[[ PROVIDED DATA open ]]
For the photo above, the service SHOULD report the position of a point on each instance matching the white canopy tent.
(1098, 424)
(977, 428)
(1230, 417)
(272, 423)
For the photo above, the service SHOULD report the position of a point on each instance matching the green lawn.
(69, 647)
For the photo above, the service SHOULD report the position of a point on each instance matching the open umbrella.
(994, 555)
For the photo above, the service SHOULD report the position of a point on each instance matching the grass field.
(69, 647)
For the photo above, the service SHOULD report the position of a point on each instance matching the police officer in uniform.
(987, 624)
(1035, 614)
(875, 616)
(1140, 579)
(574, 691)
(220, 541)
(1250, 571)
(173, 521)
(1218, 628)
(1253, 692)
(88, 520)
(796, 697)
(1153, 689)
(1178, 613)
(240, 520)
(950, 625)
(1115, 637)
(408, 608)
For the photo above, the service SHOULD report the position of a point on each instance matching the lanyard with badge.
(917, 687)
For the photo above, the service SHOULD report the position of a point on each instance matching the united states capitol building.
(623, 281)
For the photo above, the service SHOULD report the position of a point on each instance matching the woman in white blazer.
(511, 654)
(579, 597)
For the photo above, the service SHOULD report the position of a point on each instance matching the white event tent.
[[ PROVIDED DATA closed ]]
* PROBLEM STATEMENT
For this task, set down the entire listing word for word.

* RESPONSE FOR THIS EXERCISE
For the photo above, the service SHOULD report the position of a point on each instance matching the white canopy tent.
(1098, 424)
(977, 428)
(1230, 417)
(272, 423)
For the photo above, the service SHOULD report the position of a point on each instance matching the green lawn.
(69, 647)
For the photo above, the service SHOULD report the position of a point on each instance matching the open umbrella.
(994, 555)
For the photo above, the service SHOULD report the position of a point on each instance matching the grass field.
(69, 647)
For the photo above, the service SHOULD report the position of a point on each instance matching the police officer in uniform.
(987, 624)
(1035, 614)
(875, 616)
(1140, 579)
(574, 691)
(220, 541)
(1250, 571)
(173, 521)
(1218, 628)
(1253, 692)
(88, 520)
(796, 697)
(1153, 689)
(1178, 613)
(240, 520)
(950, 625)
(1115, 637)
(408, 608)
For the photo above, the service SHOULD report the position of a point on each instance matching the lanyard with badge.
(917, 687)
For the photo above, the service SHOULD report the position of a point on each instance matching the united states capitol building.
(623, 281)
For the photo above, the service SHOULD report the position of a point on each instance matching the woman in white blazer.
(511, 654)
(579, 597)
For the photo above, the service SHOULD report the position of a point on each instance matching the white event tent.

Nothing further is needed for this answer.